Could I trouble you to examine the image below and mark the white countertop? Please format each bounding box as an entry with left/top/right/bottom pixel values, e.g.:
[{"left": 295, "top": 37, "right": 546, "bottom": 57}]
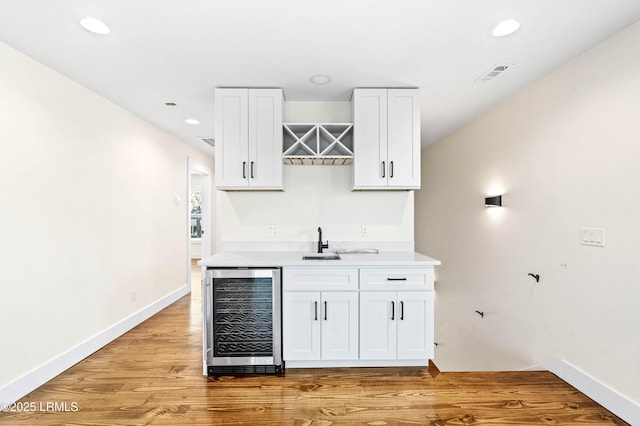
[{"left": 198, "top": 250, "right": 440, "bottom": 267}]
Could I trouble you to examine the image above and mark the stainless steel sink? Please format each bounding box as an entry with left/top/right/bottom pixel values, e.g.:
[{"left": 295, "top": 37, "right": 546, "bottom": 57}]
[{"left": 302, "top": 253, "right": 340, "bottom": 260}]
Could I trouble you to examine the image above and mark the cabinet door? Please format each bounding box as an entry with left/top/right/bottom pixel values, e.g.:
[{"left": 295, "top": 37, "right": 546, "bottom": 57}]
[
  {"left": 360, "top": 291, "right": 398, "bottom": 360},
  {"left": 282, "top": 292, "right": 321, "bottom": 361},
  {"left": 387, "top": 89, "right": 420, "bottom": 189},
  {"left": 215, "top": 89, "right": 249, "bottom": 189},
  {"left": 247, "top": 89, "right": 283, "bottom": 189},
  {"left": 321, "top": 292, "right": 358, "bottom": 360},
  {"left": 352, "top": 89, "right": 389, "bottom": 189},
  {"left": 398, "top": 291, "right": 433, "bottom": 359}
]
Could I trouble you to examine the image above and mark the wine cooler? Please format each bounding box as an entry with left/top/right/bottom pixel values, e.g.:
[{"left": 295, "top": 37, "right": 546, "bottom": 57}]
[{"left": 202, "top": 268, "right": 284, "bottom": 376}]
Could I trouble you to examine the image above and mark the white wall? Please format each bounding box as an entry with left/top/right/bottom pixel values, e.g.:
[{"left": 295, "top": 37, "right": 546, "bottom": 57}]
[
  {"left": 218, "top": 102, "right": 414, "bottom": 248},
  {"left": 0, "top": 44, "right": 213, "bottom": 399},
  {"left": 415, "top": 23, "right": 640, "bottom": 403}
]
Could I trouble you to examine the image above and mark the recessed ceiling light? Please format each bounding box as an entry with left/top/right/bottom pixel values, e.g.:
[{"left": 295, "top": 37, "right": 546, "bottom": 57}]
[
  {"left": 80, "top": 16, "right": 111, "bottom": 35},
  {"left": 491, "top": 19, "right": 520, "bottom": 37},
  {"left": 309, "top": 74, "right": 331, "bottom": 86}
]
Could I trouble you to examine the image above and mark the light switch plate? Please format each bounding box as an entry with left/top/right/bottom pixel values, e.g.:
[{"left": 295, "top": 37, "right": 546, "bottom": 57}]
[{"left": 580, "top": 228, "right": 605, "bottom": 247}]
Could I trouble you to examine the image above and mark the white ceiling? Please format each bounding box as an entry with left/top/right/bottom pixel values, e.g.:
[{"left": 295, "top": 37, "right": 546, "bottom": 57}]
[{"left": 0, "top": 0, "right": 640, "bottom": 153}]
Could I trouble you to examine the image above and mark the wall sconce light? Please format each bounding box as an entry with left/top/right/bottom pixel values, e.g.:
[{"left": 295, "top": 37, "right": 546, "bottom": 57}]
[{"left": 484, "top": 195, "right": 502, "bottom": 207}]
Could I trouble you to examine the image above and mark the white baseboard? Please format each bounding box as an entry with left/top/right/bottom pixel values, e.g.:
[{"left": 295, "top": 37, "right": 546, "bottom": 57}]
[
  {"left": 0, "top": 285, "right": 189, "bottom": 404},
  {"left": 529, "top": 361, "right": 640, "bottom": 424}
]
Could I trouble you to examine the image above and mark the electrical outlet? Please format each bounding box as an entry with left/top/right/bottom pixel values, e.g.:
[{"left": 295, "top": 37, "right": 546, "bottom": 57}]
[{"left": 267, "top": 225, "right": 278, "bottom": 237}]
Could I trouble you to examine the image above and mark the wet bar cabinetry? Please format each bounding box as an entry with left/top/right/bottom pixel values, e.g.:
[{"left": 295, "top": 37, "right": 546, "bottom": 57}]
[{"left": 283, "top": 266, "right": 434, "bottom": 368}]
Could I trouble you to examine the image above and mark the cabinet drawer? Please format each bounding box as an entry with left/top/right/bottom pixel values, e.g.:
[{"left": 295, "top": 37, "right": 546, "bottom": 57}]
[
  {"left": 360, "top": 268, "right": 433, "bottom": 290},
  {"left": 282, "top": 268, "right": 358, "bottom": 291}
]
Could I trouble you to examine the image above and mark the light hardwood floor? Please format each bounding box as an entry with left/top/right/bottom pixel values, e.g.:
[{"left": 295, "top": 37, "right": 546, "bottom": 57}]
[{"left": 0, "top": 271, "right": 626, "bottom": 426}]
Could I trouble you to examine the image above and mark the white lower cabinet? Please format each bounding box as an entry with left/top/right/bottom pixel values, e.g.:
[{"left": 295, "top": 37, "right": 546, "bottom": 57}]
[
  {"left": 360, "top": 291, "right": 433, "bottom": 360},
  {"left": 282, "top": 291, "right": 358, "bottom": 361},
  {"left": 282, "top": 267, "right": 434, "bottom": 368}
]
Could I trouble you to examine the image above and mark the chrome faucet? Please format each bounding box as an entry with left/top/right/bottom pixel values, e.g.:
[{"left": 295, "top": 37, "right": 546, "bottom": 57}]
[{"left": 318, "top": 227, "right": 329, "bottom": 253}]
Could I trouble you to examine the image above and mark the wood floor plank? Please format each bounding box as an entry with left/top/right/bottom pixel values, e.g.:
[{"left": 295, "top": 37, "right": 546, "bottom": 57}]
[{"left": 0, "top": 272, "right": 626, "bottom": 426}]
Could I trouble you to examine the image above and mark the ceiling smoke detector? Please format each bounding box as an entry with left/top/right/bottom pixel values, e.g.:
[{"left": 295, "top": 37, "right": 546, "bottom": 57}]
[
  {"left": 198, "top": 138, "right": 216, "bottom": 147},
  {"left": 80, "top": 16, "right": 111, "bottom": 35},
  {"left": 475, "top": 64, "right": 515, "bottom": 83},
  {"left": 491, "top": 19, "right": 520, "bottom": 37},
  {"left": 309, "top": 74, "right": 331, "bottom": 86}
]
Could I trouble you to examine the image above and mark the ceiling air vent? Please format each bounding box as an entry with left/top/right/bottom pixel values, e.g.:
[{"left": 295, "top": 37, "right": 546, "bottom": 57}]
[
  {"left": 198, "top": 138, "right": 216, "bottom": 147},
  {"left": 476, "top": 64, "right": 514, "bottom": 83}
]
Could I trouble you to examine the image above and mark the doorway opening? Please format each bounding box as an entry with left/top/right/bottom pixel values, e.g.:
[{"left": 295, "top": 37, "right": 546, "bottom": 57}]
[{"left": 187, "top": 158, "right": 213, "bottom": 289}]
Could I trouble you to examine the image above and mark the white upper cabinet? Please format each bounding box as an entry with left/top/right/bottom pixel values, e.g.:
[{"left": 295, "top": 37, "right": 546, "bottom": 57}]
[
  {"left": 352, "top": 89, "right": 420, "bottom": 190},
  {"left": 215, "top": 88, "right": 283, "bottom": 190}
]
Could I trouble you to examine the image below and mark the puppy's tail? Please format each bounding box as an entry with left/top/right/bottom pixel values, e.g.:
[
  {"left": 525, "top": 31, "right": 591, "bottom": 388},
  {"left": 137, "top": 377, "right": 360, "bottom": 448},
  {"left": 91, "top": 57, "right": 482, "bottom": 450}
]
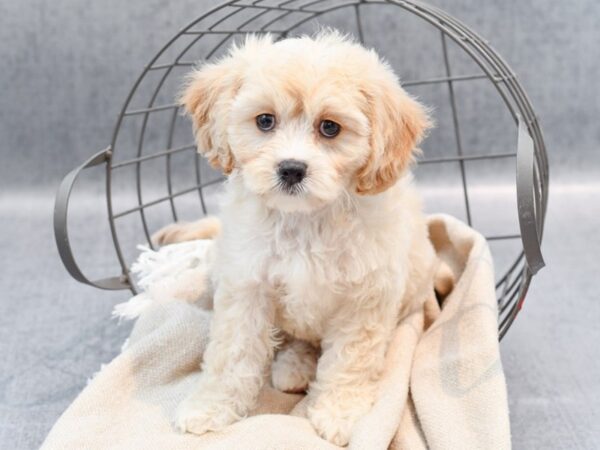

#### Work required:
Which lines in the records above contain the word "below"? Report every such line in full.

#### Completed task:
Could I trouble you to examine the image below and mark the white countertop? Please format each bounding box as an entry with left/top/right/bottom pixel values, e.g.:
Could I trouble you to examine the image below and mark the puppy's tail? Please format each bounding box as an entry with left/top/right/bottom pixel values, e.g.:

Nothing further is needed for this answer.